Travail demandé:
Traduisez en anglais cette phrase de l’article consacré à Richard Corben : « Corben avait étudié le dessin au Kansas Art Institute, pour se consacrer dans un premier temps au cinéma d’animation. »

Texte fourni:
L’un des plus grands noms de la BD américaine (mais pas seulement) underground (pas seulement non plus), Richard Corben, est décédé le 2 décembre, à l’âge de 80 ans, a annoncé sa femme, quelques semaines après la sortie de son dernier ouvrage, Murky worlds. Il a marqué de son empreinte des générations de dessinateurs et de lecteurs, en France notamment, où son immense talent lui avait valu plusieurs récompenses, notamment un Grand Prix d’Angoulême en 2018 (après le prix du dessinateur étranger en 1976), et la reconnaissance du public.
Corben avait étudié le dessin au Kansas Art Institute, pour se consacrer dans un premier temps au cinéma d’animation. Mais c’est dans les ateliers de comics qu’il apprendra réellement son métier. Que de chemin parcouru depuis sa première série, Fantagor, autopubliée ! Dans les années 1970, il entre chez Warren publishing, et met son talent au service de Vampirella, Creepy et autres histoires fantastiques, d’horreur ou de science-fiction. Son talent traverse l’Atlantique : repéré par le magazine français Actuel, il y publie en 1972 les premières images de celui qui deviendra son héros récurrent, Den. Une série fantastique centrée sur un jeune homme intello, maigrichon et un peu naïf, qui en intégrant le monde parallèle de Neverwhere, devient un gros-plein-de-muscles qui vit d’incroyables aventures la plupart du temps nu comme un ver. L’imagerie tient à la fois aux univers de Robert Howard (le mythe hyboréen), d’Edgar Rice Burrough (pour les décors inspirés de la planète Barsoom), avec un léger saupoudrage de H.P. Lovecraft. Sans dénigrer le potentiel érotique, qui a suscité pas mal d’émois chez nombre d’adolescents des années quatre-vingt (Den s’est baladé jusque dans les années 2000). « La nudité et la sexualité outrancière des Den répondaient à l’esprit de rébellion et à la nature hédoniste qui m’animaient à l’époque, avait expliqué Corben au magazine Kaboom. Je voulais créer un personnage qui soit le plus épique possible, avec une sexualité plus frontale que tout ce qui avait été fait auparavant en bande dessinée. Ce qui impliquait de bousculer les limites de l’esprit libertaire de la BD underground. »

Données enregistrées:
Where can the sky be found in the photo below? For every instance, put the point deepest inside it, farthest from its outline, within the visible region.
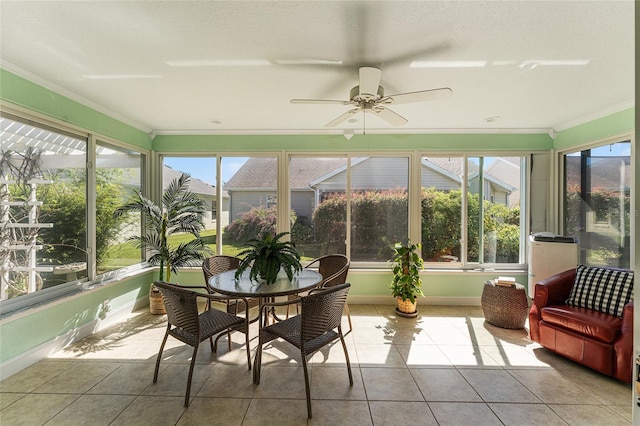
(204, 168)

Solution ci-dessous:
Corben had studied drawing at the Kansas Art Institute, initially in order to devote himself to animated film.